Seitentext »
# # # # # # #

# /boot unbedingt in einer eigenen Partition ?

## tazinblack

Hallo Forum,

ich möchte gentoo auf einer Festplatte installieren, wo schon 3 Partitionen drauf sind.

Benötige ich unbedingt eine eigene /boot - Partition oder kann ich /boot auf die gleiche Partition legen wie / ?

Alternativ könnte ich auch eine erweiterte Partition anlegen und darunter dann /boot und / .

Wie sind Eure Erfahrungen und was empfehlt ihr mir ?

Gruß

tazinblack

----------

## STiGMaTa_ch

Hey tazinblack

Das wurde hier schon des oefteren abeghandelt. Benutz bitte in Zukunft die Forumsuche!

Siehe den Thread https://forums.gentoo.org/viewtopic.php?t=277127&highlight=boot+eigene+partition

oder den hier:

https://forums.gentoo.org/viewtopic.php?t=273336&highlight=boot+eigene+partition

oder den:

https://forums.gentoo.org/viewtopic.php?t=247486&highlight=boot+eigene+partition

----------

## tazinblack

sorry  :Sad: 

----------

## Raistlin

Du musst nicht eine separate Partition für boot anlegen.

Ich habe die Erfahrung gemacht, dass ich oftmals (v.A. auf Dual-Boot Maschinen) um einen weiteren "freien" Eintrag in der Partitionstabelle froh gewesen bin  :Smile: 

Gruss, R.

# # # # # # #

Bereitgestellte Angaben »
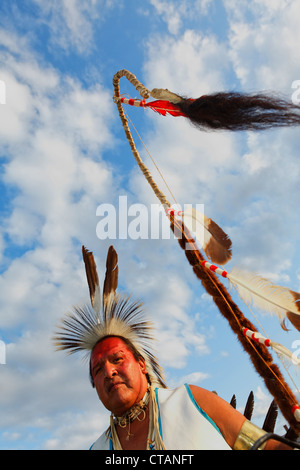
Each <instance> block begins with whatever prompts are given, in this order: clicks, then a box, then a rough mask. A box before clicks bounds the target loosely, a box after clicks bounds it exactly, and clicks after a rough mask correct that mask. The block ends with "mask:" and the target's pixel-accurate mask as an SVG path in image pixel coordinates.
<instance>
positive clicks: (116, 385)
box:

# # # # # # #

Stimmen die Aussagen (a) bis (c) mit dem Seitentext überein? Beantworten Sie jede mit Ja oder Nein und zitieren Sie die entscheidende Stelle wörtlich.
(a) Auf der Festplatte, auf der Gentoo installiert werden soll, befinden sich bereits drei Partitionen.
(b) Raistlin hält eine separate Partition für /boot für zwingend erforderlich.
(c) STiGMaTa_ch fordert dazu auf, künftig die Forumsuche zu verwenden.
Maßgeblich ist allein der Seitentext.

(a) Ja: „wo schon 3 Partitionen drauf sind“
(b) Nein: „Du musst nicht eine separate Partition für boot anlegen.“
(c) Ja: „Benutz bitte in Zukunft die Forumsuche!“